On June 3rd, Florida’s St. Pete Catalyst reported that Compeer Financial – a farm credit institution – recently participated in a credit facility of $175 million for Growve, “a St. Petersburg company that specializes in acquiring and growing smaller health, wellness and beauty brands.” Beauty products? Is Compeer using its lending capacity to develop lipstick for pigs or is it only pretending that it is a taxpayer-supported lender dedicated to agricultural credit?
Formed four years ago through the merger of three Farm Credit System (FCS) institutions in Minnesota, Wisconsin and Illinois, Compeer Financial is a massive Farm Credit association, holding almost $25 billion in total assets. As an FCS institution, Compeer is obligated to help America’s farmers, especially young, beginning and small farmers. And it claims as much: “Compeer Financial is a member-owned, Farm Credit cooperative serving and supporting agriculture and rural communities.”
Two immediate issues come to mind when considering this loan to a beauty company. For one, why is a Farm Credit institution headquartered in Minnesota extending a loan to a company based in Florida? And more importantly, why is a farm credit institution lending to a company that has absolutely nothing to do with agriculture? Don’t let the name or the imagery on the website fool you: Growve advertises that it grows “health and beauty brands.” It isn’t anything close to an agricultural business.

◆ ◆ ◆

Work instructions
1. According to the Compeer Financial text, how much does Compeer Financial hold in total assets?
2. Name every U.S. state mentioned in the Compeer Financial text.
3. Pick up the text on Compeer Financial's loan to Growve after its last sentence and continue it.
The listing after this point comes from a separate source and is unrelated to the Compeer Financial text.

◆ ◆ ◆

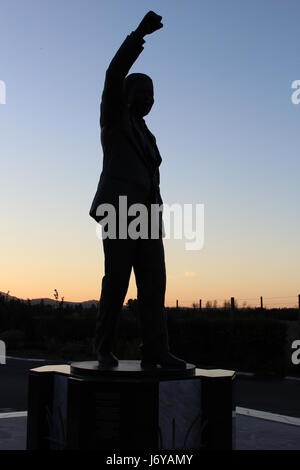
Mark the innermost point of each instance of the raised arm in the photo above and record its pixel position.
(112, 96)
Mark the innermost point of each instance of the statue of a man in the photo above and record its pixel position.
(131, 162)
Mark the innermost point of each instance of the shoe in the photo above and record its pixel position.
(166, 360)
(107, 359)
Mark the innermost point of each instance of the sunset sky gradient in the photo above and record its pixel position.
(225, 125)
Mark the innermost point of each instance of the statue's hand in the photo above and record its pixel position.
(150, 23)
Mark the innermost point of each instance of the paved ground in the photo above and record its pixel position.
(251, 434)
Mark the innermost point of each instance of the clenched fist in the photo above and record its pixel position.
(150, 23)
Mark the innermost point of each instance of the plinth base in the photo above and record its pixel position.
(129, 408)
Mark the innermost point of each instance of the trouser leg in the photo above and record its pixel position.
(118, 255)
(150, 274)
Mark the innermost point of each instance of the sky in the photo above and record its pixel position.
(224, 122)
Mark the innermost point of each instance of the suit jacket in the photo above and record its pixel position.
(128, 167)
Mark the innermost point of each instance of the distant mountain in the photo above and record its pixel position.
(85, 304)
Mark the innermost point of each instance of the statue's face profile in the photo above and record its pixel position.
(140, 97)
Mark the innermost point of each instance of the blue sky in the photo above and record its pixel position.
(225, 125)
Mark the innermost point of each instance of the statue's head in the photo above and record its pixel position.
(138, 93)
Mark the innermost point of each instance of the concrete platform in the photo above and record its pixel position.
(251, 434)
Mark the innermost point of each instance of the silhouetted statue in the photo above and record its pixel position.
(131, 162)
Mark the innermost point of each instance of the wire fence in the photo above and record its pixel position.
(281, 302)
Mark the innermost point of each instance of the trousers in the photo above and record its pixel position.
(147, 258)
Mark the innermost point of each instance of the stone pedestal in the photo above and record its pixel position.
(83, 406)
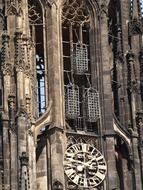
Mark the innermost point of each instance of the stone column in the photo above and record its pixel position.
(41, 172)
(56, 88)
(7, 70)
(13, 142)
(131, 96)
(6, 151)
(107, 118)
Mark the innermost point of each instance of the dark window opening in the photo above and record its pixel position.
(81, 99)
(36, 26)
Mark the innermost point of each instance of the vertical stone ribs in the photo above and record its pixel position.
(24, 172)
(130, 61)
(6, 65)
(19, 52)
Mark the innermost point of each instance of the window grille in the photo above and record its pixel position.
(92, 105)
(80, 59)
(72, 107)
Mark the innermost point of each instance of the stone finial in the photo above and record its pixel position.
(57, 185)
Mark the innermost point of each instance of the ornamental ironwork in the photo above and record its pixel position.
(72, 105)
(75, 12)
(92, 105)
(80, 59)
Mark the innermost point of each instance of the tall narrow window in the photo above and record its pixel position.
(81, 99)
(36, 27)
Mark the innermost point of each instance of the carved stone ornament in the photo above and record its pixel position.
(11, 100)
(104, 7)
(12, 9)
(34, 12)
(135, 27)
(57, 186)
(27, 70)
(50, 2)
(7, 69)
(2, 20)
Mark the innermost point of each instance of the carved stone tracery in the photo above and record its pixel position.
(75, 12)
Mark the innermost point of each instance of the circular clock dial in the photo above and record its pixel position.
(84, 165)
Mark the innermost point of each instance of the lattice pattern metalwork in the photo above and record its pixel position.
(75, 12)
(80, 59)
(72, 105)
(92, 105)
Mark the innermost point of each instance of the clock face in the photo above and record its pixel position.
(84, 165)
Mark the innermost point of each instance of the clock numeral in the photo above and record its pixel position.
(85, 182)
(76, 148)
(92, 182)
(70, 172)
(99, 176)
(94, 152)
(84, 147)
(99, 157)
(81, 182)
(102, 167)
(76, 179)
(69, 154)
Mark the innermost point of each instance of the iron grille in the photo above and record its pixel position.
(80, 59)
(92, 105)
(72, 105)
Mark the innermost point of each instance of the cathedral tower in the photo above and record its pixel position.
(71, 95)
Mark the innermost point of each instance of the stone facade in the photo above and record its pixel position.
(71, 79)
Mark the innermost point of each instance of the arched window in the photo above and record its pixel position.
(81, 99)
(37, 36)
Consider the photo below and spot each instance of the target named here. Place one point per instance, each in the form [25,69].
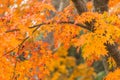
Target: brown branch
[80,6]
[12,30]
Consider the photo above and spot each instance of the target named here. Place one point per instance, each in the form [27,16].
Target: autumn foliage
[26,55]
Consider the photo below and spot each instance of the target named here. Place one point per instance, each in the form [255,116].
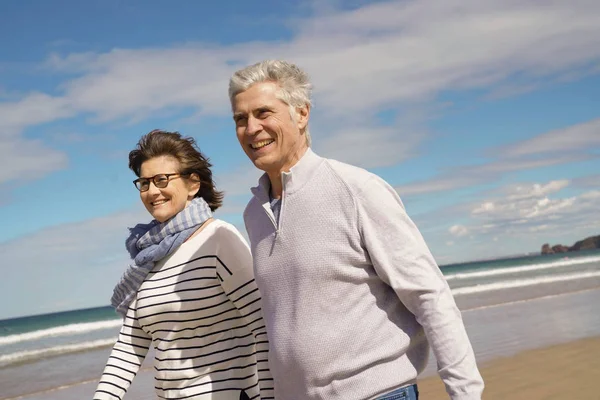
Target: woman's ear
[193,185]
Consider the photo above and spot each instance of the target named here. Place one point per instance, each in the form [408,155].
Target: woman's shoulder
[227,230]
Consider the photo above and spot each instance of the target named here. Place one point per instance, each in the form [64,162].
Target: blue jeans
[405,393]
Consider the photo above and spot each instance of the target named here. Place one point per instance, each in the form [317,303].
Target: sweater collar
[292,181]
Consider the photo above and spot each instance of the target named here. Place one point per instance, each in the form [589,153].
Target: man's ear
[302,115]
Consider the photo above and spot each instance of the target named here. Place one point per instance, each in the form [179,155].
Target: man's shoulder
[352,176]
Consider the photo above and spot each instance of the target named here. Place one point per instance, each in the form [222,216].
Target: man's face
[271,138]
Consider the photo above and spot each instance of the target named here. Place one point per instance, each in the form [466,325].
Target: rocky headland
[592,242]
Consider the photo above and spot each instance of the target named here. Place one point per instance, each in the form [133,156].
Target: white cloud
[458,230]
[535,207]
[74,264]
[25,159]
[383,55]
[576,137]
[466,176]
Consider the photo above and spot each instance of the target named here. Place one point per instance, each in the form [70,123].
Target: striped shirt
[201,310]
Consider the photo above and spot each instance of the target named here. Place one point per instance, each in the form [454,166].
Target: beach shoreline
[568,370]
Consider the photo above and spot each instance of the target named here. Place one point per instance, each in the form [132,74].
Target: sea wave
[29,355]
[63,330]
[523,268]
[510,284]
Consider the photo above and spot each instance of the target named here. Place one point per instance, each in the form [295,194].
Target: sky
[483,115]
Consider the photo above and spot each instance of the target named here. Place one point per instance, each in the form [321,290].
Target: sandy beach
[538,342]
[565,371]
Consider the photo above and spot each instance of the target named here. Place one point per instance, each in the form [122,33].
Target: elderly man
[352,297]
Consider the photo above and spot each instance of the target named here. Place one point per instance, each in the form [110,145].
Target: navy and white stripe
[202,311]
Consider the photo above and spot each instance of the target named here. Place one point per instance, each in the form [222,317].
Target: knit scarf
[150,243]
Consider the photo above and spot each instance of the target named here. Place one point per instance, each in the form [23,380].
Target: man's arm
[402,260]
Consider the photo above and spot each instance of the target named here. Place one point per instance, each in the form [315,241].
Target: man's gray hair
[295,87]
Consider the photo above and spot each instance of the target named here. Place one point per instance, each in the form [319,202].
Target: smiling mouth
[158,202]
[261,144]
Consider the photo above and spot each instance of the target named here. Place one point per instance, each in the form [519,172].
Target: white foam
[524,283]
[60,331]
[524,268]
[27,355]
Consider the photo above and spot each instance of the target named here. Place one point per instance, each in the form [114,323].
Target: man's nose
[253,126]
[152,189]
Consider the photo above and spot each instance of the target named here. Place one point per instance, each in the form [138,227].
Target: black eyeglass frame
[158,183]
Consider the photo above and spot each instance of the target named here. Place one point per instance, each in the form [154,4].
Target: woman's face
[165,203]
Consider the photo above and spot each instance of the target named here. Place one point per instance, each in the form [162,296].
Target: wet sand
[565,371]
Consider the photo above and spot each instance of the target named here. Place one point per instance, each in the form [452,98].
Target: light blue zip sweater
[352,297]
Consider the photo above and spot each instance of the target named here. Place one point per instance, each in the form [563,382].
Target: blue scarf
[149,243]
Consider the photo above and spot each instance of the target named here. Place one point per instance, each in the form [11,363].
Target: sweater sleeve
[237,279]
[125,360]
[402,260]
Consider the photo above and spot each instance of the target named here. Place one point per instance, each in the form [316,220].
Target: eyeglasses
[160,181]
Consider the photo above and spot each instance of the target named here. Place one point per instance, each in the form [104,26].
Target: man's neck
[275,176]
[276,185]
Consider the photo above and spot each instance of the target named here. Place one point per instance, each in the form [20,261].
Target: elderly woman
[190,289]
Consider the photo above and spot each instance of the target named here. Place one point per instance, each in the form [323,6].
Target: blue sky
[485,116]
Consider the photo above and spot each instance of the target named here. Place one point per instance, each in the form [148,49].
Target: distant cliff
[593,242]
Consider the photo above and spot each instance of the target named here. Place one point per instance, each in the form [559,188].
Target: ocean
[61,355]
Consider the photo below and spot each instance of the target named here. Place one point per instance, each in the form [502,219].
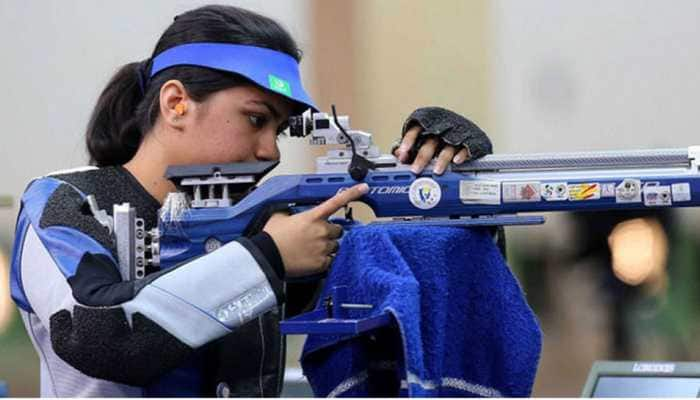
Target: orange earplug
[180,108]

◆ ◆ ◆

Expected results
1. Almost $25 billion.

2. Florida, Minnesota, Wisconsin, Illinois

3.
If anything, Compeer’s loan to Growve is more in line with another non-agricultural sector that Compeer has taken strong interest in – health care. Compeer hosts pages on its website for financing for senior living facilities and for health care facilities. And on June 14th, Minnesota’s Albert Lea Tribune reported that the new “MercyOne Albert Lea Family Medicine & Specialty Care clinic” will soon open and that “a loan is also expected through Compeer Financial.”
This new trend doesn’t seem to shock regulators, who should be mortified that Compeer is extending these loans. At an oversight hearing of the Farm Credit Administration (FCA), FCS’s regulator, a member of Congress noted that “Compeer Financial Farm Credit has joined with local banks, credit unions and the USDA in a public-private partnership to help finance critical access to hospitals and senior living facilities.” Unperturbed by this, the FCA’s Chairman merely reflected that the FCS “bump[s] up against our [sic] authority.”
Lending to a company that grows health and beauty brands, and for health care facilities – no matter how well-intentioned – is not what the FCS was established for. The FCS was established to improve the “well-being of American farmers and ranchers by furnishing sound, adequate, and constructive credit and closely related services to them, their cooperatives, and to selected farm-related businesses necessary for efficient farm operations.” A clinic and a health and beauty company aren’t even close to fitting the bill.
Pretending that Compeer is doing its best to serve the needs of farmers is just putting lipstick on a pig. Based on its congressional testimony, the FCA doesn’t seem willing to keep Farm Credit focused on agriculture. If Congress wants to hold Compeer accountable, it will need to investigate Compeer’s loan to Growve.